Local & State

Pioneering civil rights attorney James Ferguson II dies
 
Published Monday, July 21, 2025 6:00 pm
by Herbert L. White

Pioneering civil rights attorney James Ferguson II dies

DANIEL COSTON | THE CHARLOTTE POST
James Ferguson II, who along with law partner Julius Chambers successfully argued for busing as a tool to desegregate public schools in the 1971 Swann v. Charlotte-Mecklenburg Board of Education decision, has died at age 82. Mr. Ferguson launched North Carolina's first multiracial law firm in 1967 with Chambers and Adam Stein.

James Ferguson II, a civil rights attorney whose legal victories included the use of busing to desegregate public schools, has died at age 82.


Mr. Ferguson, along with law partner Julius Chambers, successfully argued the historic 1971 Swann v. Charlotte-Mecklenburg Board of Education case that opened the door for busing as a tool to desegregate public school campuses. The United States Supreme Court sided with Darius and Vera Swann, who argued the school district was not doing enough to desegregate its campuses.

During the case, Ferguson’s law office was set ablaze by an arsonist.


“I just want to feel that I’ve done all I can do to bring about equality – for everybody,” Ferguson told The Post in 2016. “That’s what life is about – trying to create the society we think we want.”

Mr. Ferguson, who opened a one-man practice on East Trade Street in 1964, joined forces with Chambers and Adam Stein three years later to launch North Carolina’s first multiracial law firm, Ferguson Stein Chambers. The firm is now known as Ferguson Chambers & Sumter. Among Mr. Ferguson’s noteworthy legal wins were pardons for the Wilmington 10 more than four decades after the civil rights activists were convicted of arson in the 1971 firebombing of a supermarket. He also represented the Charlotte 3.

## Problems to solve
1/ According to the article, in what year did Ferguson open his one-man practice on East Trade Street?
2/ Say whether each statement agrees with the article, and quote the words that decide it: (a) Ferguson died at age 82. (b) The law firm is known today as Ferguson Stein Chambers. (c) Ferguson's law office was set on fire during the Swann case.
The records have nothing to do with the article above.

## Given data
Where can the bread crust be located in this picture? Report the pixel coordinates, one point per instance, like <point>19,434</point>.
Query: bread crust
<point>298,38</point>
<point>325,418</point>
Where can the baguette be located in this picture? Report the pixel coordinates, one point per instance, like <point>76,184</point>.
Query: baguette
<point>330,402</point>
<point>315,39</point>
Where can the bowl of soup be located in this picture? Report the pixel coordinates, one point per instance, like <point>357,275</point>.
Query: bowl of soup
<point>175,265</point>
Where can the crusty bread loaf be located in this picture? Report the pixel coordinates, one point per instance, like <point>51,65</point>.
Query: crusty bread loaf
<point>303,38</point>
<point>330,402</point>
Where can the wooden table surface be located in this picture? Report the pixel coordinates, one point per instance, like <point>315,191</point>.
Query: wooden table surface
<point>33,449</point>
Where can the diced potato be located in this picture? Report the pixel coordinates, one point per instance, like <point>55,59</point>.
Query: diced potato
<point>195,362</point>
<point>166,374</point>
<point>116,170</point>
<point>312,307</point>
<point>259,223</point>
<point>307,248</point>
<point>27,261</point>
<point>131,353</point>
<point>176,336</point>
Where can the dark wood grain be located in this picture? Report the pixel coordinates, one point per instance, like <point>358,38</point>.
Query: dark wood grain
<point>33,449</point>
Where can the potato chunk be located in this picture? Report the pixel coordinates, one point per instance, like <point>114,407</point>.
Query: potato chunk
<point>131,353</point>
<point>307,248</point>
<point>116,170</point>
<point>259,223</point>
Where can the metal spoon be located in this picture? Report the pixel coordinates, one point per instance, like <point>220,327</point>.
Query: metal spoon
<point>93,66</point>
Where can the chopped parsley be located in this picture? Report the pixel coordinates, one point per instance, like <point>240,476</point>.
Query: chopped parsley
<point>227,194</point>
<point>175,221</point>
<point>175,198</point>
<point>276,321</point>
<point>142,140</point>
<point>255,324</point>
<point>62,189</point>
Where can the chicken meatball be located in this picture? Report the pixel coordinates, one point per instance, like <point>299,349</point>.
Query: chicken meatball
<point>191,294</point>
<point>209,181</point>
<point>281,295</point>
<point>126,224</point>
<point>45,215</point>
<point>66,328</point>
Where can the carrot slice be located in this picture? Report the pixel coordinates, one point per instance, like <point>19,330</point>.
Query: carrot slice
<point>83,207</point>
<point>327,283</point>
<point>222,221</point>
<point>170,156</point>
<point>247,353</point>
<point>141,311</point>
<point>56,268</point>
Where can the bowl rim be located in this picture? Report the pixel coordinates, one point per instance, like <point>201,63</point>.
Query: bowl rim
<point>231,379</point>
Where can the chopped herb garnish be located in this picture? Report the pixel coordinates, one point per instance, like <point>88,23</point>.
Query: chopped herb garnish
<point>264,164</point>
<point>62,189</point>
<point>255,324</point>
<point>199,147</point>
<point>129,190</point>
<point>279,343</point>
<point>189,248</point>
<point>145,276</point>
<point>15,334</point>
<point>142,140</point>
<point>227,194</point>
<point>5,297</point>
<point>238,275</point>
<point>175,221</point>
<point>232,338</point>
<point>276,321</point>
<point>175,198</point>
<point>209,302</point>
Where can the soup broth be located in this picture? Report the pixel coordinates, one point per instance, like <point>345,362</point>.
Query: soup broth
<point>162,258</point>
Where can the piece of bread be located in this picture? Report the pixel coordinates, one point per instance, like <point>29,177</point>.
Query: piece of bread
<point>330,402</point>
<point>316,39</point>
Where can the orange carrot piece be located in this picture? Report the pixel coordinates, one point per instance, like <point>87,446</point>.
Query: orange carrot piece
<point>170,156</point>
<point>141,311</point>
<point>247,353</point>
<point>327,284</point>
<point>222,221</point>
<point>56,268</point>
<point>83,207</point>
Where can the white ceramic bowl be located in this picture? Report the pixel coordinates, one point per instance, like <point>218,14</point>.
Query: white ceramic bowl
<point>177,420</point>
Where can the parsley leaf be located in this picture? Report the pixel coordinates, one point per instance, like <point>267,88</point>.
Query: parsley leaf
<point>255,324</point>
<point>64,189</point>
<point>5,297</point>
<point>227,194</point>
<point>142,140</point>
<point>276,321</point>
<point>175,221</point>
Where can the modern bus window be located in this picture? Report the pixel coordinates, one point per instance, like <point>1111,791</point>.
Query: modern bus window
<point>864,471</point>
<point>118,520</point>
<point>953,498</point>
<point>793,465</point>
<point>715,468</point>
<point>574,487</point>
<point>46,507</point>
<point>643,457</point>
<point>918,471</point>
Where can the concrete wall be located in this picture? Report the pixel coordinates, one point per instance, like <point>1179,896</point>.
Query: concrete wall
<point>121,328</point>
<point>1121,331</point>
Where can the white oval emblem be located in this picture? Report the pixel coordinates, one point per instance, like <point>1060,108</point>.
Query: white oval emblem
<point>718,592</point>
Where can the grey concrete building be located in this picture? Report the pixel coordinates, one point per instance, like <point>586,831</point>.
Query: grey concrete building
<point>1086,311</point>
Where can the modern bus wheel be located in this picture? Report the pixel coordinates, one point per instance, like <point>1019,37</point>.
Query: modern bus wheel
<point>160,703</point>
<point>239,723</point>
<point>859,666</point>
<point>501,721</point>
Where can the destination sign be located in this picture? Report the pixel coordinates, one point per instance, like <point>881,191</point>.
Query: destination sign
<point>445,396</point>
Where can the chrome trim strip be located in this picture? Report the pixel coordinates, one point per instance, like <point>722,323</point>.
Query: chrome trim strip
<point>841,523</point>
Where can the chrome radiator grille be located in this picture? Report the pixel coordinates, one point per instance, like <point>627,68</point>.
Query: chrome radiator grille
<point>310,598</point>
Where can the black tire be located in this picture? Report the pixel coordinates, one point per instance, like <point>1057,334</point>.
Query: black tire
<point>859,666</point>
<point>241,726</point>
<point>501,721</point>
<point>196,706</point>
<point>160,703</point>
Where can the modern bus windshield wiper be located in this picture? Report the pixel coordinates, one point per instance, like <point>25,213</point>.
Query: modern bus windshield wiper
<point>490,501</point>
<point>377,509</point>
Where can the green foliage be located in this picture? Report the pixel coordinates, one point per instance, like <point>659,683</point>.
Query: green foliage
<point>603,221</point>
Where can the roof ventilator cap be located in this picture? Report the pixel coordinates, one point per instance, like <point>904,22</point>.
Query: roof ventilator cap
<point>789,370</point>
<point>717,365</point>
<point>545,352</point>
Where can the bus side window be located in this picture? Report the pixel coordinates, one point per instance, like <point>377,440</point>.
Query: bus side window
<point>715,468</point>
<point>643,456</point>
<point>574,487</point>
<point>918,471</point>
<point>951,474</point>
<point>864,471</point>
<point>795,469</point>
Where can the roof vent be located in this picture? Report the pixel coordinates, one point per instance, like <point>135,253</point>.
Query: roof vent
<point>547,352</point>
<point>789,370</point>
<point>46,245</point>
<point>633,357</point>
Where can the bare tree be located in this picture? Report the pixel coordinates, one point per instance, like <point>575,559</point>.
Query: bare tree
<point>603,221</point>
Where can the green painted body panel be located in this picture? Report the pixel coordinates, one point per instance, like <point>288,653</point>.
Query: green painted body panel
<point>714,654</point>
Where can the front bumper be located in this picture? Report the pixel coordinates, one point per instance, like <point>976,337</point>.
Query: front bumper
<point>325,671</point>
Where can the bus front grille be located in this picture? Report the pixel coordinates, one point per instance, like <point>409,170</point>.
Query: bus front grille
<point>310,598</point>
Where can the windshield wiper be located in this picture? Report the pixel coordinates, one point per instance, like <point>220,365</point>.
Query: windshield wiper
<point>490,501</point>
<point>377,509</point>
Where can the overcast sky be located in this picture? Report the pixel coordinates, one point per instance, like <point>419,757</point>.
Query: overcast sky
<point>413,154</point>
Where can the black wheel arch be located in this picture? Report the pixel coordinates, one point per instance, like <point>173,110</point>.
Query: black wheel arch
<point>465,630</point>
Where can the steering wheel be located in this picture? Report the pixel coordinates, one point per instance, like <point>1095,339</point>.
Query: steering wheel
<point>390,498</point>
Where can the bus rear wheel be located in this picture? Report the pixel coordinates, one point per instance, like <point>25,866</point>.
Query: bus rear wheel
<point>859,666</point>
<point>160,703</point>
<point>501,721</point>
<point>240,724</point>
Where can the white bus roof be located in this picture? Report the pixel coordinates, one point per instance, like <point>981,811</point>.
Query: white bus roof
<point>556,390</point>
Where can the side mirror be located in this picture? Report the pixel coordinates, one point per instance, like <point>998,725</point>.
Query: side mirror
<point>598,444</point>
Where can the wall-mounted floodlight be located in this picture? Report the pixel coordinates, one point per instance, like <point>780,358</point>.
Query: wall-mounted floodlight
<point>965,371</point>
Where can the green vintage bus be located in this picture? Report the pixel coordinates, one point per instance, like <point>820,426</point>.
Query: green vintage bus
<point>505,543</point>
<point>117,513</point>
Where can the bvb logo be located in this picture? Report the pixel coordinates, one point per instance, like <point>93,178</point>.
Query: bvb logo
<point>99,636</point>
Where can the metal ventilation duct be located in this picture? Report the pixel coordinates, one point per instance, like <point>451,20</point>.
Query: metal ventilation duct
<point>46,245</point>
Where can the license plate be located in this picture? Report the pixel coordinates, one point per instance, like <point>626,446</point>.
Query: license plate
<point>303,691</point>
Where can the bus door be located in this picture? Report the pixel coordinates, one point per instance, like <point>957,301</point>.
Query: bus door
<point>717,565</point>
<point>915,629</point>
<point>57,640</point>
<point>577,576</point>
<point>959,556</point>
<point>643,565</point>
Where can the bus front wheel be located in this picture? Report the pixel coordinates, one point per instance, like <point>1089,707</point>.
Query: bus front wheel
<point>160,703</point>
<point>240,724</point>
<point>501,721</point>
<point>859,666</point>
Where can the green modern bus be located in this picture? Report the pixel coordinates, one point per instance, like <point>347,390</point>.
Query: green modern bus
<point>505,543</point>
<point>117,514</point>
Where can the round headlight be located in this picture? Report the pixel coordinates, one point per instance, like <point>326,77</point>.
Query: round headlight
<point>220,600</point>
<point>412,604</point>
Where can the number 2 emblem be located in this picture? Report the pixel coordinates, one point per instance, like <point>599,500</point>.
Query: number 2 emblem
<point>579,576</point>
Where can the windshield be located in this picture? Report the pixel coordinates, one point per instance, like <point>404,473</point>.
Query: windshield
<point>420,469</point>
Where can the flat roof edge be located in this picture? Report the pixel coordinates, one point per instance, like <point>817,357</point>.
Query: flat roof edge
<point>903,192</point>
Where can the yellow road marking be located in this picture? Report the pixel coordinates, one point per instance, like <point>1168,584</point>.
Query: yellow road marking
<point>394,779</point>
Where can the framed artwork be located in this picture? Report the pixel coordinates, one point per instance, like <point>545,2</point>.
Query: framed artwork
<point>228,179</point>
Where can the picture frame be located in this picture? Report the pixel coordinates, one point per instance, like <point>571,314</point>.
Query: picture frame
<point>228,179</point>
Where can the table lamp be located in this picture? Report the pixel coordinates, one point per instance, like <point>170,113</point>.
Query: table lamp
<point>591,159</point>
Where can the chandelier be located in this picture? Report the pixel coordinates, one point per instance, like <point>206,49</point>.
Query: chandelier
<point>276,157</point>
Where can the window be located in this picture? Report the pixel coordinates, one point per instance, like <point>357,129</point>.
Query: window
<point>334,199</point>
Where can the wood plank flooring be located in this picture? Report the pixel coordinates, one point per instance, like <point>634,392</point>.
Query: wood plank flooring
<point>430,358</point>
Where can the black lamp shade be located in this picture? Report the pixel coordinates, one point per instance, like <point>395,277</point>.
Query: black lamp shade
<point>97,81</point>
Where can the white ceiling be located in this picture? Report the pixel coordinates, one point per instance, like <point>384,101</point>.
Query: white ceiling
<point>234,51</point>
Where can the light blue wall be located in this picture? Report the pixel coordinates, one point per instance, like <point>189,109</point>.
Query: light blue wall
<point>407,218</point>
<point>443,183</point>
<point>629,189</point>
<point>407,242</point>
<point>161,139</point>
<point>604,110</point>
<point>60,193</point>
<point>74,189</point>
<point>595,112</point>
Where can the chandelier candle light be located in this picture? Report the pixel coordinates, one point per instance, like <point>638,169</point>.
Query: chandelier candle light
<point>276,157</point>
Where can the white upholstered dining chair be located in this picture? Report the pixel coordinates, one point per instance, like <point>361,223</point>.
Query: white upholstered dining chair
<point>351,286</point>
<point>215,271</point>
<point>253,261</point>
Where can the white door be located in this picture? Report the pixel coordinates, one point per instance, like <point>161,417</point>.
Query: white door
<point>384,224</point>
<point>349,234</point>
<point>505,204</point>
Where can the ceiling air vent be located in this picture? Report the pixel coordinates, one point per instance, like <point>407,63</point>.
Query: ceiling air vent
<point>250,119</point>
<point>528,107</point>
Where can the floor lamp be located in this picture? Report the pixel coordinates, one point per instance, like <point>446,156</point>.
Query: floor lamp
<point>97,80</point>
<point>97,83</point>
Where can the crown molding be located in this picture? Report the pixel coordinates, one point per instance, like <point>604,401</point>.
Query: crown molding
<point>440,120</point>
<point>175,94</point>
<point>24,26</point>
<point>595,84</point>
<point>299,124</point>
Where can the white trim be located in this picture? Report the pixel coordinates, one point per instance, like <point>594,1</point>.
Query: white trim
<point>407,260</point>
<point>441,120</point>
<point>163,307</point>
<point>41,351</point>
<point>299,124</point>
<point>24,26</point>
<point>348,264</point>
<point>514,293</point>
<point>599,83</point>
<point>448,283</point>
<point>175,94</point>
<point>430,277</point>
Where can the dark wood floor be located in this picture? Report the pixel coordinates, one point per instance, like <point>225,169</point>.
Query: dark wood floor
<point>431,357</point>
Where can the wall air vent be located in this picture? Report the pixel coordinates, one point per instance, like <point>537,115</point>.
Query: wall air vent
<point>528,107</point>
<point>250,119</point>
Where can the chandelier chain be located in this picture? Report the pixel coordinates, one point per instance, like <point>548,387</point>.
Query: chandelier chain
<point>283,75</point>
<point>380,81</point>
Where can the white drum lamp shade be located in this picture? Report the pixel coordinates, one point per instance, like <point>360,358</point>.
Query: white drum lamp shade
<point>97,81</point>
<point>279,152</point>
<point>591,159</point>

## List of answers
1/ 1964

2/
(a) Yes: "has died at age 82"
(b) No: "The firm is now known as Ferguson Chambers & Sumter."
(c) Yes: "During the case, Ferguson’s law office was set ablaze by an arsonist."